Data >>

· · · · · · ·

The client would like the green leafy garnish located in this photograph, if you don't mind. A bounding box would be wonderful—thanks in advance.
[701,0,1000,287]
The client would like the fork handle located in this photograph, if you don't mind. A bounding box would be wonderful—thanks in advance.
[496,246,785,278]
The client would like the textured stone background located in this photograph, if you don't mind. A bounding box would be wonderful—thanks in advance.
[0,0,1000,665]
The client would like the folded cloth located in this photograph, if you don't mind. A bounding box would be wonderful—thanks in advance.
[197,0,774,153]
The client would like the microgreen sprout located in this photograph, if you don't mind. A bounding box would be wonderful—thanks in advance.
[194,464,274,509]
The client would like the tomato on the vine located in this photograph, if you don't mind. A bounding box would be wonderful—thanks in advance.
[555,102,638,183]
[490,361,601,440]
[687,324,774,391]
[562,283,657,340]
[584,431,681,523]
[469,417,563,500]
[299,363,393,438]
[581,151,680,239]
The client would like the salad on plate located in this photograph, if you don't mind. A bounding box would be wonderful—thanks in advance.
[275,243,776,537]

· · · · · · ·

Instructions to follow >>
Rewrite as a numbered list the lines from the one containing "The client would like the salad" through the last line, both included, leaving out any blank lines.

Solution below >>
1. The client would like the salad on plate located in this photograph, if you don't mind. A bounding box would be wonderful—thanks in advance.
2. [275,243,776,537]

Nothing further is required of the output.